There are several ways that lead to Bézier curves, one (but only for cubic curves) was already shown in the notebook about Hermite curves. In this notebook, we will derive Bézier curves of arbitrary polynomial degree utilizing De Casteljau’s algorithm.

Preparations

%config InlineBackend.print_figure_kwargs = {'bbox_inches': None}
import matplotlib.pyplot as plt
import numpy as np
import sympy as sp
sp.init_printing()

We import a few utilities and helpers from the files utility.py and helper.py.

from utility import NamedExpression, NamedMatrix
from helper import plot_basis, plot_vertices_2d

Let’s prepare a few symbols for later use …

t, x0, x1, x2, x3, x4 = sp.symbols('t, xbm:5')

… and a helper function for plotting:

def plot_curve(func, points, dots=30, ax=None):
    if ax is None:
        ax = plt.gca()
    times = np.linspace(0, 1, dots)
    ax.plot(*func(points, times).T, '.')
    plot_vertices_2d(points)
    ax.set_title(func.__name__ + ' Bézier curve')
    ax.axis('equal')

We also need to prepare for the animations we will see below. This is using code from the file casteljau.py:

from casteljau import create_animation

def show_casteljau_animation(points, frames=30, interval=200):
    ani = create_animation(points, frames=frames, interval=interval)
    display({
        'text/html': ani.to_jshtml(default_mode='reflect'),
        'text/plain': 'Animations can only be shown in HTML output, sorry!',
    }, raw=True)
    plt.close()  # avoid spurious figure display

Degree 1 (Linear)

After all those preparations, let’s start with the trivial case: A Bézier spline of degree 1 is just a piecewise linear curve connecting all the control points. There are no “off-curve” control points that could bend the curve segments.

Given exercise A |
Decide whether each statement agrees with the Bézier curve text. Answer yes or no for each, and quote the words from the text that settle it.
(i) The text derives Bézier curves of cubic degree only.
(ii) The animation helper relies on code from the file casteljau.py.
(iii) A Bézier spline of degree 1 has off-curve control points that bend its segments.
Given exercise B |
Answer these questions from the Bézier curve text:
(i) Which earlier notebook already showed a way to reach cubic Bézier curves?
(ii) Which file are plot_basis and plot_vertices_2d imported from?
(iii) What is the default value of dots in plot_curve?
The items that follow come from a different source.

Stored rows |
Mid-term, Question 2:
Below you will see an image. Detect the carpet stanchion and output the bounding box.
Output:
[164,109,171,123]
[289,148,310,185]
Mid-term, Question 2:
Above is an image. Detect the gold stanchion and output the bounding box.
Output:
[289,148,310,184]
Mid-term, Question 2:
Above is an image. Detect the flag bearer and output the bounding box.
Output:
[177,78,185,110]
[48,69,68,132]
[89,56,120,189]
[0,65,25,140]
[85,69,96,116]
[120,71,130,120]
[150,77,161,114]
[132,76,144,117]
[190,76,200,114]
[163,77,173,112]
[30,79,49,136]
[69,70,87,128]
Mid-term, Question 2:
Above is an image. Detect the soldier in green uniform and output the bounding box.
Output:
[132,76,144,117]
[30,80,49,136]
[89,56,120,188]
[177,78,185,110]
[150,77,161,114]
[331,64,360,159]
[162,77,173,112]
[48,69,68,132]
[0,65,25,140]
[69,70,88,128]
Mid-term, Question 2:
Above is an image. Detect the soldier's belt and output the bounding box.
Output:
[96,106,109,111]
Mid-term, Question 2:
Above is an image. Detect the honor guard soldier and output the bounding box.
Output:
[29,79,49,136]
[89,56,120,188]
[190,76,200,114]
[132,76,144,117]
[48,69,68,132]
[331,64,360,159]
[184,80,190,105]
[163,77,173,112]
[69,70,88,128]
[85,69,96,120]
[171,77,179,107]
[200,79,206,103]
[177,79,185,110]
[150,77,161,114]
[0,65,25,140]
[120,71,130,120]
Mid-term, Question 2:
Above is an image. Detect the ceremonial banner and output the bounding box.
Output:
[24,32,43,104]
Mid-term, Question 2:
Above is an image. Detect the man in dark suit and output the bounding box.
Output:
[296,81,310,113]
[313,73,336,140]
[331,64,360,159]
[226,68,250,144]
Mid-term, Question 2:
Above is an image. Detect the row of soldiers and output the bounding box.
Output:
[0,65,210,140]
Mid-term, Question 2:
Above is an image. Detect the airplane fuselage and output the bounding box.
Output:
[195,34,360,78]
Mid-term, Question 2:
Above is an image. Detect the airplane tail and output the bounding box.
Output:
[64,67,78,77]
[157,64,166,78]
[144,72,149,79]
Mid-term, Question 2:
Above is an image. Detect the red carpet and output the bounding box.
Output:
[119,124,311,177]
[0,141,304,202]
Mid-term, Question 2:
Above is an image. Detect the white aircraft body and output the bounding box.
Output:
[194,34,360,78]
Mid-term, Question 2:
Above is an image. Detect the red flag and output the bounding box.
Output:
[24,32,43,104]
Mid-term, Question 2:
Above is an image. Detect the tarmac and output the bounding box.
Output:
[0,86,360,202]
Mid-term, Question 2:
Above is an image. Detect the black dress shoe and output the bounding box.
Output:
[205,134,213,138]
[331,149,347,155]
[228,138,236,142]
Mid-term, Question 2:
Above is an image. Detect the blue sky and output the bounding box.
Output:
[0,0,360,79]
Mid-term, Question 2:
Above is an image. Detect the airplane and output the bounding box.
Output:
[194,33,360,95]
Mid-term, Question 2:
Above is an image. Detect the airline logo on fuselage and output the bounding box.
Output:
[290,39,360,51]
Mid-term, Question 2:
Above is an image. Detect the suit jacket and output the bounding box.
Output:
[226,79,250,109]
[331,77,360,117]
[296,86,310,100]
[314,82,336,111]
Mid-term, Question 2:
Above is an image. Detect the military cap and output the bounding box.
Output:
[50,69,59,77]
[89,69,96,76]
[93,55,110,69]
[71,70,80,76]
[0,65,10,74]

* * *

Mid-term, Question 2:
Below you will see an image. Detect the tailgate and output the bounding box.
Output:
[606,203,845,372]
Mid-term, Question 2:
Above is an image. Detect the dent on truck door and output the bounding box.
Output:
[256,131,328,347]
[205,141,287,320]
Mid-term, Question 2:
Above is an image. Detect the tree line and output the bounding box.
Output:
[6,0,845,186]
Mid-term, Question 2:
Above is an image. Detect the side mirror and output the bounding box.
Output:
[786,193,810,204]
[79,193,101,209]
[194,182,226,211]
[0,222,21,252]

Written solution A |
(i) No: "we will derive Bézier curves of arbitrary polynomial degree utilizing De Casteljau’s algorithm."
(ii) Yes: "This is using code from the file casteljau.py"
(iii) No: "There are no “off-curve” control points that could bend the curve segments."

Written solution B |
(i) The notebook about Hermite curves.
(ii) helper.py
(iii) 30